Véritable actrice de nos humeurs, la musique, qu’elle soit populaire ou non, s’impose donc à nous comme une thérapie, essentielle dans notre développement. En plus de stimuler la mémoire et d’éveiller des sentiments de nostalgie et autres, la musique populaire rapproche les êtres grâce à toutes ces petites sonorités inaudibles, qui font pourtant le lien entre des personnes, en fonction de leur sensibilité et de la manière dont ils les perçoivent. Le karaoké, ça n’est donc pas simplement un lieu de divertissement, mais bien un lieu où les sens sont exaltés et ou les liens se créent aisément, parce que la musique a ce pouvoir d’influencer notre cognition. Le karaoké peut donc lutter contre un stress post-traumatique, un sentiment d’angoisse ou une profonde tristesse. A contrario, il développe les sentiments de mélancolie, d’émerveillement et d’assurance et permet ainsi d’éveiller la sociabilité, la confiance en soi et l’intelligence, en stimulant aussi le langage.

#### [Exercice a]
Quelles lignes de la liste contiennent la chaîne « ridge » ? Affichez-les toutes, sans rien y changer.
L'extrait et la liste sont sans rapport l'un avec l'autre.

Enregistrements conservés
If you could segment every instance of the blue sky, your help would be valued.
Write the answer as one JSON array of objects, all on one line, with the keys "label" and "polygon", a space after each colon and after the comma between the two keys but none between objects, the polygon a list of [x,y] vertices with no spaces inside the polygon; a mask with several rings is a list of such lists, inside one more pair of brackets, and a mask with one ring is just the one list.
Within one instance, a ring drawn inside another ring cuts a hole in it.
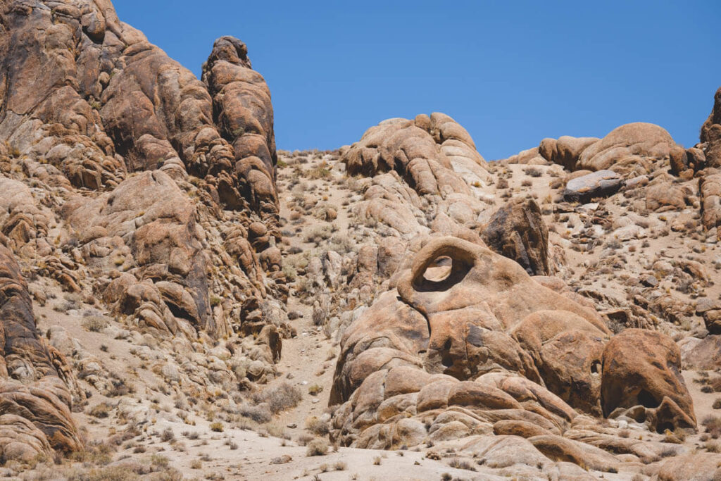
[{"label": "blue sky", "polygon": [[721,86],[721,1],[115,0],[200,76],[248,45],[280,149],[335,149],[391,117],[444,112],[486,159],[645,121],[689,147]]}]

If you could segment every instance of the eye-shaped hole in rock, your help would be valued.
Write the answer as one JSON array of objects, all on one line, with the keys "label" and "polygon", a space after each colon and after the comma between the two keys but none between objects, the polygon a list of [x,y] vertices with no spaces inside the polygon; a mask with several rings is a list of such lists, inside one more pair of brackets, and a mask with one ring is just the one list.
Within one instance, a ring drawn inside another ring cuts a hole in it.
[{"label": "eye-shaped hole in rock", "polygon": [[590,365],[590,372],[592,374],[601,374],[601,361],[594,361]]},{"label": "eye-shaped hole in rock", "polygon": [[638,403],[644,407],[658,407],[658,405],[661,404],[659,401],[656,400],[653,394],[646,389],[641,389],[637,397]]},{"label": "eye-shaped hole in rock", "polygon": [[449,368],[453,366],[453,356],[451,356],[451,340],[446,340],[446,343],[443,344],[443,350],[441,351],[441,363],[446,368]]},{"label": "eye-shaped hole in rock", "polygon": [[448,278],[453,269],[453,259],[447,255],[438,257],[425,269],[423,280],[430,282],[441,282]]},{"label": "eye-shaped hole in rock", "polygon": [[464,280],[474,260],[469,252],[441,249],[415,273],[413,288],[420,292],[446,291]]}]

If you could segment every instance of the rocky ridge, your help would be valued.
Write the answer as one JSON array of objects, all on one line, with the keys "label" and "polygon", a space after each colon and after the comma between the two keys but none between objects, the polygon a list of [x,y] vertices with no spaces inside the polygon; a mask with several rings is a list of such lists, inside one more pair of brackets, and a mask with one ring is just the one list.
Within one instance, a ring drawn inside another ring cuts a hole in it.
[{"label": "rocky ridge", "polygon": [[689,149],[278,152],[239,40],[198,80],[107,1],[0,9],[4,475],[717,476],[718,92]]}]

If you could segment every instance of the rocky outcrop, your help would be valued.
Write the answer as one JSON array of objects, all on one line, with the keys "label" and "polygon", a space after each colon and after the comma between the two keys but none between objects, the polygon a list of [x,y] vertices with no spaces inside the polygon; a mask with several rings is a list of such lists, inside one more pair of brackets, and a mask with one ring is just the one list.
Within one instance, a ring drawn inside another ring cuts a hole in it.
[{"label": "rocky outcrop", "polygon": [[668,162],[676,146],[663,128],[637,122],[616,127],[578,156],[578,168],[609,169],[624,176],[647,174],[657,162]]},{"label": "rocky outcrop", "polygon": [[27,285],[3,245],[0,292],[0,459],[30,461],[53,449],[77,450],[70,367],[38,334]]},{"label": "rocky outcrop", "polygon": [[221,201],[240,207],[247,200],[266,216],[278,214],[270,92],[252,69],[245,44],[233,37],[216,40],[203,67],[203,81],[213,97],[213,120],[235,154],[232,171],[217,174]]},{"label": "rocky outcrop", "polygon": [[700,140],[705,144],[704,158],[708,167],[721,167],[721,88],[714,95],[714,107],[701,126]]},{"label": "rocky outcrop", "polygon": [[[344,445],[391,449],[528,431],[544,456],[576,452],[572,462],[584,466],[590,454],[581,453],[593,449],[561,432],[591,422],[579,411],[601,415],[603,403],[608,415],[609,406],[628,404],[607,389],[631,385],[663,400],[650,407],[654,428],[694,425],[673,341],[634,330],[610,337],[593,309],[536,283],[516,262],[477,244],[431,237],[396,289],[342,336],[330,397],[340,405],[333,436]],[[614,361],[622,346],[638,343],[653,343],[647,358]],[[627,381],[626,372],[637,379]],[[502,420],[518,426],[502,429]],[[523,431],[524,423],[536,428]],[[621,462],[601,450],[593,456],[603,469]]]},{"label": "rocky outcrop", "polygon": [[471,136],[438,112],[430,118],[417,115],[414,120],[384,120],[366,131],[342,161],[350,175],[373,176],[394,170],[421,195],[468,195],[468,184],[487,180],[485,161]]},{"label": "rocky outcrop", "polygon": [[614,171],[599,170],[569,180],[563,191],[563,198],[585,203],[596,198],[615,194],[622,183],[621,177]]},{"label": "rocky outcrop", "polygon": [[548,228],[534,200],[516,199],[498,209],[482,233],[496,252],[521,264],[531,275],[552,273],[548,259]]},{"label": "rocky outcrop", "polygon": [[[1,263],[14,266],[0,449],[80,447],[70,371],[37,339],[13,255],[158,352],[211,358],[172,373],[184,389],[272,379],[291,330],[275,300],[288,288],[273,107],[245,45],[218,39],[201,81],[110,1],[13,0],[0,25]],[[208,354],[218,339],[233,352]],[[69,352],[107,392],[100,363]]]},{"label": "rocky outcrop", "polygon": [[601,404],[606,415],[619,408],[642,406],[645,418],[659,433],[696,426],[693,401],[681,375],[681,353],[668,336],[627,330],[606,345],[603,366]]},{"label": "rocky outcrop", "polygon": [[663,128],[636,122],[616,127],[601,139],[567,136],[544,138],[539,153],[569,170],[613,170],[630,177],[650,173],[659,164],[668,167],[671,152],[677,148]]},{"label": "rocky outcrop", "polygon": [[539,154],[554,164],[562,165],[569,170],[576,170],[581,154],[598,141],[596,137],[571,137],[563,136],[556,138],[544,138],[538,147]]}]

...

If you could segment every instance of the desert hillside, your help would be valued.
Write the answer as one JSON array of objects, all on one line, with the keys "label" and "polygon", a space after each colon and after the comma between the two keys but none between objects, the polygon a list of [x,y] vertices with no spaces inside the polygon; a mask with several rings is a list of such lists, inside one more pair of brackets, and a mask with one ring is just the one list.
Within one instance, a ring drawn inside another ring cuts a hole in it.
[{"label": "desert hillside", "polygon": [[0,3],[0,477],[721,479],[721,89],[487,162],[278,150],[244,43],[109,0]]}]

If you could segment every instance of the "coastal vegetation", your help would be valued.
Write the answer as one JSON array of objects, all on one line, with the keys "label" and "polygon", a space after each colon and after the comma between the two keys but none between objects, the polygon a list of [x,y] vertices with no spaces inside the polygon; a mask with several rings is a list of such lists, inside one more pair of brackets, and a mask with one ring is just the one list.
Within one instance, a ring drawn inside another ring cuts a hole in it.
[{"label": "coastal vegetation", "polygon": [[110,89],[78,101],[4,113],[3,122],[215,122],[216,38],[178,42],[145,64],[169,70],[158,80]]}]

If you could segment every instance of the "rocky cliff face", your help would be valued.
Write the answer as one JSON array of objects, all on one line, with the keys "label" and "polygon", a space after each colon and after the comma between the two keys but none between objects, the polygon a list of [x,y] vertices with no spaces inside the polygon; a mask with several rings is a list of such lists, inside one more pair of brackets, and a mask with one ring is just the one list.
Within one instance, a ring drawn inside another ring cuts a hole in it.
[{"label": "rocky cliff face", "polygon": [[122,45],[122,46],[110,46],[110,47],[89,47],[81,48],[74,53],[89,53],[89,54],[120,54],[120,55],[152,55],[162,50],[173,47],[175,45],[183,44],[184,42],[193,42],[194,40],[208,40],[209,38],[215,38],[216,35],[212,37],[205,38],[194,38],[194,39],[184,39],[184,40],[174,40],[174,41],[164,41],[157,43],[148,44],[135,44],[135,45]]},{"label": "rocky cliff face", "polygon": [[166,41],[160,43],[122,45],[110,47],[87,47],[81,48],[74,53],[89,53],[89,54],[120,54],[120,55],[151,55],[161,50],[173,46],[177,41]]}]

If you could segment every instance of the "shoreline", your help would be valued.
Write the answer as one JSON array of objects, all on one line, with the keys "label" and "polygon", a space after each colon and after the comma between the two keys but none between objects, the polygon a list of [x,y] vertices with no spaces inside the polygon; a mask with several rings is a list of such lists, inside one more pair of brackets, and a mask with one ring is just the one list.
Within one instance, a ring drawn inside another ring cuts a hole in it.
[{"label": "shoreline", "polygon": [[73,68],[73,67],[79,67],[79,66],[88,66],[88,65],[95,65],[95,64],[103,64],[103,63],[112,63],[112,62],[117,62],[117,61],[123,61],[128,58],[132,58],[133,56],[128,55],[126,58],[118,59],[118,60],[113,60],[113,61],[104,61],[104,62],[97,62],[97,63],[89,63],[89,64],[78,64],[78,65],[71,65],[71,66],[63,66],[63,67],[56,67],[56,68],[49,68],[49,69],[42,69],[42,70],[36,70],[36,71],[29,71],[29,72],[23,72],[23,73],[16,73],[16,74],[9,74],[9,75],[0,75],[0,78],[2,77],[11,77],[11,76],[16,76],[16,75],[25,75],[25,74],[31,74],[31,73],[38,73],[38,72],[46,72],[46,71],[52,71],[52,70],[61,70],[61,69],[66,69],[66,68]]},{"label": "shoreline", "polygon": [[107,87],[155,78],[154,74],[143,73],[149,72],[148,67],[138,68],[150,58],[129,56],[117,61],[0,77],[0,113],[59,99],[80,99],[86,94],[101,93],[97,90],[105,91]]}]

#### [Exercice b]
Selon l'extrait sur la musique et le karaoké, contre quoi le karaoké peut-il lutter ?

#### [Bonne réponse a]
If you could segment every instance of the rocky ridge, your help would be valued.
[{"label": "rocky ridge", "polygon": [[689,149],[278,152],[239,40],[198,80],[107,1],[0,9],[4,475],[717,476],[718,92]]}]

#### [Bonne réponse b]
Contre un stress post-traumatique, un sentiment d'angoisse ou une profonde tristesse.